═════ EXERCISE PASSAGE ═════
Rigorous empirical studies of the effect of a policy intervention seek to consider (or estimate) what outcomes are (or would be) with the policy compared with what outcomes are (or would be) without the policy. For example, consider whether decriminalization of adult marijuana use (medical or recreational) is associated with adolescent marijuana use.1 As detailed below, one can use data over time from states that did and did not decriminalize adult marijuana use and compare observed trends in adolescent marijuana use among states with the policy change to expected (or predicted) trends in marijuana use, had the policy change not occurred, to estimate the policy effect. Of note, the policy effect could also be estimated in settings in which there is not a comparison group, such as if marijuana were decriminalized nationwide. We focus on settings often referred to as group panel data, for which there are aggregate data available on groups of interest with outcomes measured over time both before and after the policy change and ideally with comparison groups that did not experience a policy change; individual-level data could also be available within the groups. The data in some cases correspond with full population data at each time point; in others, there might be repeated cross-sections of data, such as annual surveys of marijuana use among 10th graders. As long as the data can be thought of as representative of the unit under study, either data structure can be appropriate. We broadly consider the selection of data to examine (eg, the units to study, the time period to examine) as well as the statistical methods that can be used to estimate policy effects using that data.
═════ MATERIAL PROVIDED ═════
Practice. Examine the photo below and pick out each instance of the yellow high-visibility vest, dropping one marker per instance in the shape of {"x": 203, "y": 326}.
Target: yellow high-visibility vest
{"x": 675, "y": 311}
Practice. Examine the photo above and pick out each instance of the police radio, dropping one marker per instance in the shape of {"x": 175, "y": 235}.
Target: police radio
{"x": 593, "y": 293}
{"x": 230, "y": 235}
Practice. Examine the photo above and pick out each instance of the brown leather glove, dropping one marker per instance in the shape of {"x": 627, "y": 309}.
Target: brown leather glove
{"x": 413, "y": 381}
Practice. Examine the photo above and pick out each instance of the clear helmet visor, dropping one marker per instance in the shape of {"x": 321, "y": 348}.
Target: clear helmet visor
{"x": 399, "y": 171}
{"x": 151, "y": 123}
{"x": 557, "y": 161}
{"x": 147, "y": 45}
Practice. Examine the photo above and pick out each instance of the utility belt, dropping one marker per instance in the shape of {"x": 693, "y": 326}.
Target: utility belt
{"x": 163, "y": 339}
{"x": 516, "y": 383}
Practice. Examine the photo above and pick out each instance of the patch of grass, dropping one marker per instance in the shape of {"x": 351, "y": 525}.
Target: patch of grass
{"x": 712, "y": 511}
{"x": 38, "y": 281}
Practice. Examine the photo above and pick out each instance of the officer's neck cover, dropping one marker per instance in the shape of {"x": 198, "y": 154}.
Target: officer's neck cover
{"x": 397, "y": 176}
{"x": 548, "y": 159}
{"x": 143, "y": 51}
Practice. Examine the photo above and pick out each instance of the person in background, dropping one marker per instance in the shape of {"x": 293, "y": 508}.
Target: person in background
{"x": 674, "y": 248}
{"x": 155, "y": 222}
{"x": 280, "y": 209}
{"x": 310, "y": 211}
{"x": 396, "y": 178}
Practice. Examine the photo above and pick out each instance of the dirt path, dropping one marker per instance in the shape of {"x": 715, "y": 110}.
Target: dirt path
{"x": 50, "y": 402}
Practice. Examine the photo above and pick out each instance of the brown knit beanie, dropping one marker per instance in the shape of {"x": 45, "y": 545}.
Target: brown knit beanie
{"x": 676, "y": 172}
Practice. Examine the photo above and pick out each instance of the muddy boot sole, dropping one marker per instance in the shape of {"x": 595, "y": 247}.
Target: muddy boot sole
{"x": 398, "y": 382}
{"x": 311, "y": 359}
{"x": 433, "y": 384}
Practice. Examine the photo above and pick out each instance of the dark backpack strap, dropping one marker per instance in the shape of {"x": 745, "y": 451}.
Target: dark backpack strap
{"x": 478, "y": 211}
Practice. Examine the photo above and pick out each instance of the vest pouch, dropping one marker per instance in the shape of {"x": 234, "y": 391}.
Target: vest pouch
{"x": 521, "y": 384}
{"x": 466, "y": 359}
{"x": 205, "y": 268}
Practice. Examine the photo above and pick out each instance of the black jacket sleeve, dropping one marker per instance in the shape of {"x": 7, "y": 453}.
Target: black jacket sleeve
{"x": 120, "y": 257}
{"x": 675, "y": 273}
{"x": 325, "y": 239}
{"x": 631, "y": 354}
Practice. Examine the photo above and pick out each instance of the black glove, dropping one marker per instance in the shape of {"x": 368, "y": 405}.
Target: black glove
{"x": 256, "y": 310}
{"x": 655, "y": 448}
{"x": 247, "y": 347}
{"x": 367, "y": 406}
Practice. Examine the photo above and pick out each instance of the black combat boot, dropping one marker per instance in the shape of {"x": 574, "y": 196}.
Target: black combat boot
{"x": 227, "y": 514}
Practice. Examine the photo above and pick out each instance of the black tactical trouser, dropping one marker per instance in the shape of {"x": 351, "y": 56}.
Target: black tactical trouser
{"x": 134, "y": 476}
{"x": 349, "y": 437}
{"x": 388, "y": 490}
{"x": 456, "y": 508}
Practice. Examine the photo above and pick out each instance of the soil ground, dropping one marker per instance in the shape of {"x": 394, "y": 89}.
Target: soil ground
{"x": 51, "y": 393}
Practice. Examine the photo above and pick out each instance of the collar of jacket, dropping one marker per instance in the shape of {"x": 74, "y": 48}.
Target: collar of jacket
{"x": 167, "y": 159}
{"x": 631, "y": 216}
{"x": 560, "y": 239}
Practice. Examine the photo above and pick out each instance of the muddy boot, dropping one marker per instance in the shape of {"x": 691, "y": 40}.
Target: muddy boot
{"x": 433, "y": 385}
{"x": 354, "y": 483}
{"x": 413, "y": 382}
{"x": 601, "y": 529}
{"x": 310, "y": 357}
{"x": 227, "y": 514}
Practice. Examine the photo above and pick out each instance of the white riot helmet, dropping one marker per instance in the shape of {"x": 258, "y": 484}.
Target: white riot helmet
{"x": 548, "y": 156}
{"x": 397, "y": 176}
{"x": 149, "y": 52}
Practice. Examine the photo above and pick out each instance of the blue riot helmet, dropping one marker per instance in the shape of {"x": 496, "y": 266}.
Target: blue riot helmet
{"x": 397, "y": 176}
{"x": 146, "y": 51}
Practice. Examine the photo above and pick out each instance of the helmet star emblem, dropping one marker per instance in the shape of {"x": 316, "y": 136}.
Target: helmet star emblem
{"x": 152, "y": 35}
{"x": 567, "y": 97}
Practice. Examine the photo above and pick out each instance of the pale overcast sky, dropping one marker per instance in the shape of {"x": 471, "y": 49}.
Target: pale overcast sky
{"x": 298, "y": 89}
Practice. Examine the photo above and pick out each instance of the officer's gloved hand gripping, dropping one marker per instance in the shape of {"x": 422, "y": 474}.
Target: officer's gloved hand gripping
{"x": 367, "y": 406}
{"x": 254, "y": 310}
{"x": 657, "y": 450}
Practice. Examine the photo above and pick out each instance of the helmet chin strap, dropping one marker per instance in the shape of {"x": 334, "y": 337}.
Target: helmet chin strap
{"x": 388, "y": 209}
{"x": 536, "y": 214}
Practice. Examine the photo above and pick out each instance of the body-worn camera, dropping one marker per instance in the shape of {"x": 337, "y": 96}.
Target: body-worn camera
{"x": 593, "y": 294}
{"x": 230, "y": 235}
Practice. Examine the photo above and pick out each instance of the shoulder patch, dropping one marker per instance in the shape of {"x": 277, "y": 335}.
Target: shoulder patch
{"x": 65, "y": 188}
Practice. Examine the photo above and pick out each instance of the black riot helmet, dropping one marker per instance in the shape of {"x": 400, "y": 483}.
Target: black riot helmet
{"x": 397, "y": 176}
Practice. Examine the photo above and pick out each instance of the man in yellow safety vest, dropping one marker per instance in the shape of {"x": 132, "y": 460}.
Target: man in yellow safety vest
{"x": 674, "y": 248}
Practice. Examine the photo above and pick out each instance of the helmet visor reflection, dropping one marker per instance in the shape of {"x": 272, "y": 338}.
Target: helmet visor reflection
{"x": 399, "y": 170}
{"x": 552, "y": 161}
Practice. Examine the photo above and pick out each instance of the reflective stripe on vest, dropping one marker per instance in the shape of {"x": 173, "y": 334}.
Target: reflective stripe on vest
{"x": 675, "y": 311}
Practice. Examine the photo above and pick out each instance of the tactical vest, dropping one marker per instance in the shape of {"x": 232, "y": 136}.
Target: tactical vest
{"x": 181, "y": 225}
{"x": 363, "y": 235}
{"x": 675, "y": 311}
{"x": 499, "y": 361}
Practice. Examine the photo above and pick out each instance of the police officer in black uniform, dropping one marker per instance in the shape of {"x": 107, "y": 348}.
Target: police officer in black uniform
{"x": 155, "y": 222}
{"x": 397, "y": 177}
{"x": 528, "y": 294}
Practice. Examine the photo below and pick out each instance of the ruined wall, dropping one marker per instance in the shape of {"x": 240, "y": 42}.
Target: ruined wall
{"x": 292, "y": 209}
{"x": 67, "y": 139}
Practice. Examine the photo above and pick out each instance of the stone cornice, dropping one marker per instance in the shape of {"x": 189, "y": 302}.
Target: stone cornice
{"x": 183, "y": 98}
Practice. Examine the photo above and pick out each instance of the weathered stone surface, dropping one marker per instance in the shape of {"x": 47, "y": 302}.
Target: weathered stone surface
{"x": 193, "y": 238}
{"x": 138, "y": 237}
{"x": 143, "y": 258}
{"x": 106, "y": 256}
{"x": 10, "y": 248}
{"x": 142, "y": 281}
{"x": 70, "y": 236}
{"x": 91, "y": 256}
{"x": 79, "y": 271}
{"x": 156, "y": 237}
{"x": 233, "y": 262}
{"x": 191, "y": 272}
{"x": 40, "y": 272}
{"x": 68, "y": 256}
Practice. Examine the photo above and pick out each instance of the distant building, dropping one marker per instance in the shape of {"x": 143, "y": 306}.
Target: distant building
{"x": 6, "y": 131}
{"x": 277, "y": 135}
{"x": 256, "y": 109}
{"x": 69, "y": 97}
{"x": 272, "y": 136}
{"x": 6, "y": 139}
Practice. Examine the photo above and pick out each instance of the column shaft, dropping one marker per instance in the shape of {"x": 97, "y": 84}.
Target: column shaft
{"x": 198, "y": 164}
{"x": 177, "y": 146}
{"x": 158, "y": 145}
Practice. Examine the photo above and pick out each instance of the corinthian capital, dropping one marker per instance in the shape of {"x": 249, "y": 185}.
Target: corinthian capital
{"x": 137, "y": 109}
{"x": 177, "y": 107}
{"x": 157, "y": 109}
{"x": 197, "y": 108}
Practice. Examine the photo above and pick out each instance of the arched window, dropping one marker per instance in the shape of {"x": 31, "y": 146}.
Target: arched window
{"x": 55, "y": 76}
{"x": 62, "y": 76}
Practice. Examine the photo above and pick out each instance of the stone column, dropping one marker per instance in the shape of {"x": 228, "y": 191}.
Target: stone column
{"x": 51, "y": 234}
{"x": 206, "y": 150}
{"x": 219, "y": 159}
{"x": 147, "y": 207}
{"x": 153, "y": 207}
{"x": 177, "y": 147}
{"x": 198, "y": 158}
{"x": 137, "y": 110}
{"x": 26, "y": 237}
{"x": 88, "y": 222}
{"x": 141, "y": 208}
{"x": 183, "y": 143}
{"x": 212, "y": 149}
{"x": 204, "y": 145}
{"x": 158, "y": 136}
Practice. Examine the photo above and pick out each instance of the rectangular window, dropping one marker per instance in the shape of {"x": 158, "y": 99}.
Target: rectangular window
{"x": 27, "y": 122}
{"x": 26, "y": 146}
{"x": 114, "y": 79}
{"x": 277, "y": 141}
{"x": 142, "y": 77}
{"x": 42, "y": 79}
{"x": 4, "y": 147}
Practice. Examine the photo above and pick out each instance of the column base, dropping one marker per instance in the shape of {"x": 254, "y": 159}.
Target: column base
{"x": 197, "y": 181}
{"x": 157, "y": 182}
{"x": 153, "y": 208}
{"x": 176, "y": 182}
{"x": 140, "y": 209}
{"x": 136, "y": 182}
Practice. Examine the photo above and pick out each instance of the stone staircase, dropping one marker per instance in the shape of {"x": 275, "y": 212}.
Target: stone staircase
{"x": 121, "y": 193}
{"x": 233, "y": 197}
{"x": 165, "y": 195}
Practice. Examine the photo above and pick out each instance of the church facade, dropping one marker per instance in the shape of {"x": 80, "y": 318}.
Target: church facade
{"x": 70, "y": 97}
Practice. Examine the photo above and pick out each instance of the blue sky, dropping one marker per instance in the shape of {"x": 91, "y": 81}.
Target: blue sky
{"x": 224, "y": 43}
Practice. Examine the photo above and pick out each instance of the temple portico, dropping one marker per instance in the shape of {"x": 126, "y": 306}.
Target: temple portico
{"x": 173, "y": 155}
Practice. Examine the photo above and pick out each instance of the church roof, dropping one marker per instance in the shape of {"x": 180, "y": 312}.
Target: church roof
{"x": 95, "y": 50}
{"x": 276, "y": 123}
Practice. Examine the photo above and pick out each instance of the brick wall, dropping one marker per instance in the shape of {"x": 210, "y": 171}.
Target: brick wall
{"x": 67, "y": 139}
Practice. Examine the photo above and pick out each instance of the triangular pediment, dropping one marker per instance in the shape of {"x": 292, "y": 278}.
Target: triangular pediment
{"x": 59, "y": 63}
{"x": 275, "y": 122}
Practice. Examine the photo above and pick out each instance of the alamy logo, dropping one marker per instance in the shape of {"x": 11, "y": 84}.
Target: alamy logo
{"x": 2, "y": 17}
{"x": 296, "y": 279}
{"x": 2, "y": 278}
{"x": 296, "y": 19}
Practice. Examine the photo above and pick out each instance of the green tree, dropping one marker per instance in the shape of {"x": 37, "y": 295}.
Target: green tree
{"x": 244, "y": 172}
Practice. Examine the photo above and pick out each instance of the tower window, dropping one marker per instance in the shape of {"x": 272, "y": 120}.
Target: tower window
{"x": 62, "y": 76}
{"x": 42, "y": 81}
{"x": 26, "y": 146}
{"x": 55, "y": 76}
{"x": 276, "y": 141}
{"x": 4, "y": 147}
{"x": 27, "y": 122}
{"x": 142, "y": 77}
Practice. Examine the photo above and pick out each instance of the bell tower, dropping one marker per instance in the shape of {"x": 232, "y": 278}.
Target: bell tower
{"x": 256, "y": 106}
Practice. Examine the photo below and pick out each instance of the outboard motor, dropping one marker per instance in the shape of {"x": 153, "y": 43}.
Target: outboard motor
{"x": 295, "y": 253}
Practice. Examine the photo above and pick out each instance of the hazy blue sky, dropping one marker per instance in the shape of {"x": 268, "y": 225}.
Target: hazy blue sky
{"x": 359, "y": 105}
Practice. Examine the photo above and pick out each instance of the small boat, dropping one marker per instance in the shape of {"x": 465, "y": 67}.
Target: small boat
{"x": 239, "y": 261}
═════
TASK ITEM A:
In the text on estimating policy effects, what example of repeated cross-sections of data is given?
TASK ITEM B:
Rewrite the paragraph of the text on estimating policy effects that begins "Rigorous empirical studies of the effect" as a brief bulleted list that keeps its main facts.

EXERCISE RESULT A:
Annual surveys of marijuana use among 10th graders.

EXERCISE RESULT B:
- Rigorous studies of a policy intervention compare outcomes with the policy to outcomes without it.
- Example: whether decriminalizing adult marijuana use (medical or recreational) is associated with adolescent marijuana use.
- One approach uses data over time from states that did and did not decriminalize. It compares observed adolescent-use trends in states that changed policy with the trends expected had the change not occurred.
- The effect can also be estimated without a comparison group, such as after nationwide decriminalization.
- The focus is group panel data: aggregate data on groups, with outcomes measured before and after the policy change and ideally with comparison groups that did not change policy. Individual-level data may also be available within groups.
- Data may be full population data at each time point or repeated cross-sections, such as annual surveys of 10th graders. Either can work if it represents the unit under study.
- The scope covers choosing data (units, time period) and the statistical methods for estimating policy effects.